Descrizione del compito:
Scrivi il seguito dell'intervista a Simone Perrotta, riprendendo subito dopo l'ultima risposta riportata.

Simone Perrotta, appesi gli scarpini al chiodo, è ancora uno che va di corsa. Sposato, padre di due ragazzi, consigliere dell’AIC e dirigente federale, il campione del mondo 2006 non ha mai smarrito i veri valori della vita. Un uomo di campo e di sport, sempre attento anche alla cultura. Per lui la scuola, gli insegnamenti e l’istruzione sono sempre stati elementi importanti di crescita, come testimonia questa conversazione con il nostro sito.
Simone, sei Responsabile del Dipartimento Junior dell’Assocalciatori, vicepresidente del Settore Giovanile e Scolastico della FIGC ed allenatore dell’Under 16 della Jem’s Soccer Academy, la squadra della tua scuola calcio. Cosa intendi trasmettere ai più giovani?
“Mi sento fortunato per quello che il calcio mi ha dato. Ora mi piacerebbe restituire qualcosa, trasferire la mia esperienza ai più giovani. Veder crescere un atleta mi riempie d’orgoglio. A loro insegno il rispetto, il mettersi in gioco e non mollare mai. E anche saper vincere o perdere, ma sempre traendone il giusto insegnamento”.
Sei stato campione del mondo con la Nazionale in Germania nel 2006. Il massimo traguardo per un calciatore. Ma nella tua professione hai sempre vissuto quei momenti con i piedi per terra, con umiltà.
“Credo che ogni calciatore sia umile. Poi sono le tv, le luci della ribalta, la notorietà, che ti elevano a mito. Qualcosa che però tu non sei e non vuoi essere. Ci sono tanti stereotipi nel calcio, ma i giocatori non sono tutti “miliardari” viziati. Penso alla stragrande maggioranza di loro, quelli che formano la base: i giocatori di Lega Pro e di tutte le categorie inferiori, ad esempio, che guadagnano spesso meno di mille euro al mese e che hanno le stesse difficoltà economiche di tutti gli altri lavoratori”.
Una volta terminata l’attività agonistica, come è stato tornare ad una vita più “normale”?
“Per me è stato meno traumatico. Perché ho deciso io quando smettere e come farlo. Questo è un passaggio della propria vita che, comunque, bisogna preparare per tempo. Soprattutto da un punto di vista psicologico. Altrimenti può essere un trauma”.

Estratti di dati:
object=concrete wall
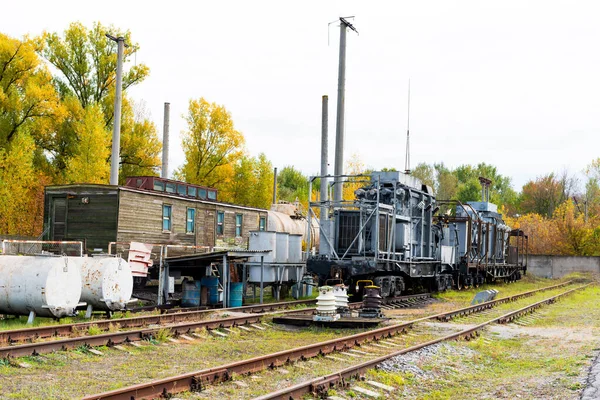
[527,255,600,278]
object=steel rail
[0,299,316,343]
[0,293,431,343]
[436,281,571,321]
[254,283,591,400]
[79,285,576,400]
[0,309,312,359]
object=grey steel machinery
[307,171,527,300]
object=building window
[154,181,165,192]
[163,204,172,231]
[258,217,267,231]
[217,211,225,235]
[235,214,242,236]
[185,208,196,233]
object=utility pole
[333,17,358,202]
[319,95,329,219]
[404,79,410,174]
[106,33,129,186]
[160,103,171,179]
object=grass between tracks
[0,277,600,399]
[345,276,600,400]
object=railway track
[79,283,585,400]
[0,293,431,346]
[0,299,315,343]
[0,293,430,359]
[254,284,591,400]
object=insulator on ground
[314,286,339,321]
[333,285,348,313]
[359,286,381,318]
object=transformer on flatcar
[307,171,526,298]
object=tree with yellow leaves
[175,98,244,191]
[38,22,161,183]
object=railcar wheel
[456,274,465,290]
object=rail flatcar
[307,171,527,299]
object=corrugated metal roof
[45,183,267,213]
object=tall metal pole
[271,167,277,204]
[319,95,329,216]
[106,35,125,185]
[160,103,171,178]
[333,18,348,202]
[322,95,330,254]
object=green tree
[410,163,435,188]
[176,98,244,191]
[249,153,273,209]
[277,165,308,203]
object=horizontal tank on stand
[69,256,133,314]
[0,256,82,322]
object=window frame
[235,213,244,237]
[152,179,165,192]
[216,211,225,236]
[258,215,267,232]
[162,203,173,232]
[185,207,196,235]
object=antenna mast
[404,79,410,174]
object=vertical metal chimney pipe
[333,18,348,202]
[160,102,171,179]
[319,95,329,220]
[107,35,125,186]
[272,167,277,204]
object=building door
[51,198,67,240]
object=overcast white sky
[0,0,600,190]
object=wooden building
[44,176,267,252]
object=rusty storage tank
[288,233,302,263]
[0,256,81,318]
[248,231,277,283]
[248,231,277,263]
[69,257,133,311]
[267,203,319,248]
[275,232,290,264]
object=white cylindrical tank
[0,256,81,318]
[69,257,133,311]
[275,232,290,263]
[288,234,302,263]
[248,231,277,263]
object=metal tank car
[307,171,527,300]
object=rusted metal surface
[84,285,587,400]
[0,300,315,343]
[69,257,133,311]
[0,255,81,318]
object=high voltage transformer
[307,172,527,299]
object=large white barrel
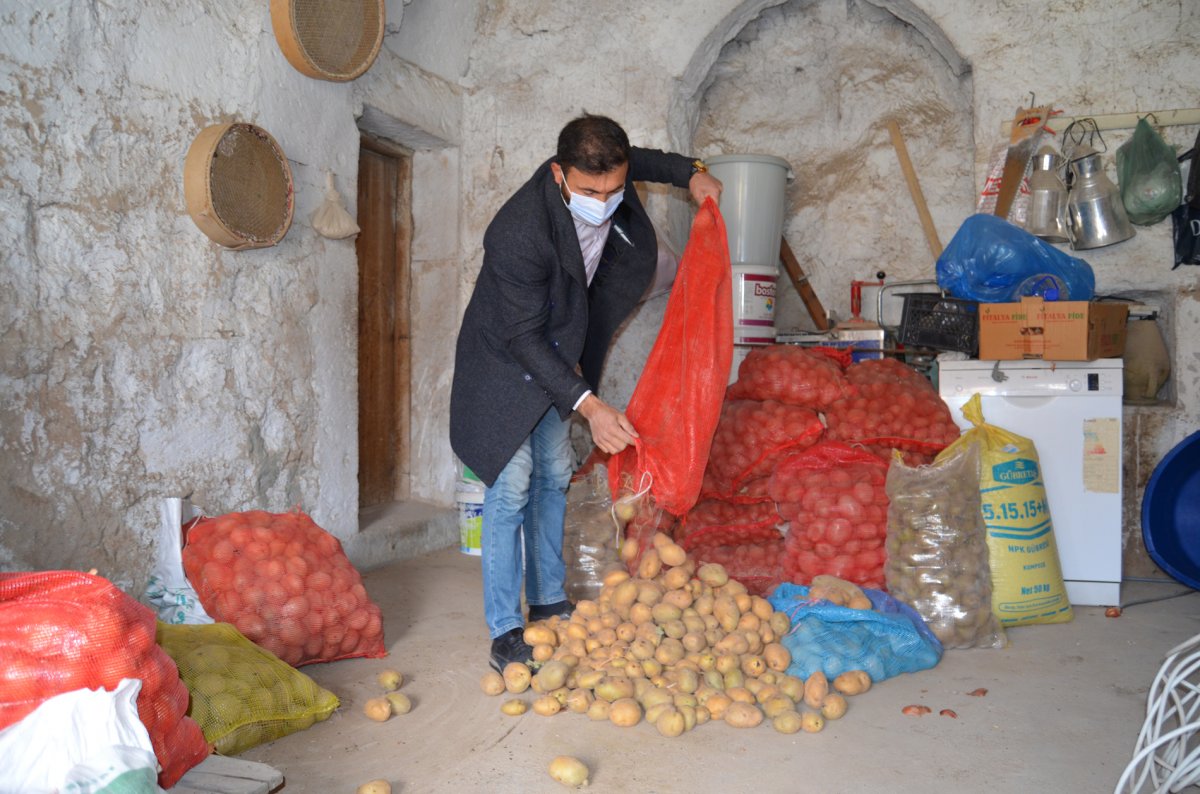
[704,155,793,267]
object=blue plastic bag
[768,582,942,681]
[937,215,1096,303]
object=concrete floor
[241,549,1200,794]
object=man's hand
[688,172,722,204]
[578,395,637,455]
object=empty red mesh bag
[726,344,853,410]
[708,399,824,493]
[0,571,209,788]
[768,441,888,588]
[691,537,786,597]
[184,510,388,667]
[674,499,782,549]
[824,359,961,465]
[608,198,733,516]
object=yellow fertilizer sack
[937,395,1074,628]
[158,621,338,756]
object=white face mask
[563,174,625,225]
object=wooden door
[356,138,413,507]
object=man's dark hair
[554,113,629,174]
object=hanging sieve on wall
[184,124,294,251]
[271,0,386,83]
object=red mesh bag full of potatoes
[608,198,733,516]
[768,441,888,589]
[824,359,961,465]
[184,510,388,667]
[708,399,824,493]
[0,571,209,788]
[725,344,853,410]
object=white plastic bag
[0,678,162,794]
[145,497,212,625]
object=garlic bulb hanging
[312,170,360,240]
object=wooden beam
[779,237,829,331]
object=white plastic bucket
[732,265,779,344]
[704,155,794,267]
[454,480,484,557]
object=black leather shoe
[491,628,533,673]
[529,601,575,622]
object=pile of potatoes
[480,534,871,736]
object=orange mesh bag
[768,441,888,589]
[726,344,853,410]
[708,399,824,493]
[608,198,733,516]
[184,510,388,667]
[674,499,784,551]
[824,359,961,465]
[0,571,209,788]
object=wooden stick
[888,119,942,259]
[779,237,829,331]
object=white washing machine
[938,359,1123,606]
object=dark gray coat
[450,148,692,486]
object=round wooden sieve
[271,0,386,83]
[184,124,294,249]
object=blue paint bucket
[1141,432,1200,590]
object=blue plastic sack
[768,582,942,681]
[937,215,1096,303]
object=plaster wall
[0,0,1200,590]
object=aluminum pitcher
[1067,146,1135,251]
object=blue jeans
[480,407,571,639]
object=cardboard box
[979,297,1129,361]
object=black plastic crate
[900,293,979,356]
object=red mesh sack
[784,542,887,590]
[0,571,209,788]
[768,441,888,589]
[691,537,785,597]
[726,344,853,410]
[608,198,733,516]
[846,359,937,391]
[184,510,388,667]
[824,359,961,464]
[697,468,770,505]
[708,399,824,493]
[674,499,782,551]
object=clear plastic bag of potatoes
[884,444,1006,649]
[563,464,624,602]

Risposta:
Oggi insegni ai più giovani i segreti del calcio e i comportamenti da tenere: quali caratteristiche ha questa nuova generazione?
“I ragazzi mi vedono come un punto di riferimento. Seguono tutto ciò che dico con disciplina e rispetto. Questo aumenta le mie responsabilità. Per loro cerco sempre di essere come una sorta di secondo padre”.
Il calcio è sinonimo di abbracci, aggregazione. Tutto quello che oggi ci viene negato da questo terribile virus. Una situazione paradossale, come la stai vivendo?
“Non vorrei che subentrasse la rassegnazione. Lo vedo anche con i miei ragazzi: per loro adesso non socializzare, non abbracciarsi più con l’enfasi di prima, è diventato quasi normale. Manca il contatto, mi manca non poter abbracciare un mio giovane calciatore per dargli coraggio e affetto. Spero torneremo presto alla normalità”.
C’è una lettera, scritta o ricevuta, alla quale sei particolarmente affezionato?
“Vi faccio fare due risate: sapete che la lettera più significativa è una che, in realtà, non ho mai ricevuto? Quella nella quale mi veniva comunicato che avevano costruito una statua in mio onore, ad Ashton-Under-Lyne, in Inghilterra, nel paese dove avevo iniziato a tirare i primi calci quando ero bambino. Una lettera che, mi dissero, mi era stata spedita dall’Inghilterra, ma che probabilmente non è mai partita da oltremanica oppure sono stati scritti in maniera errata nome e indirizzo”.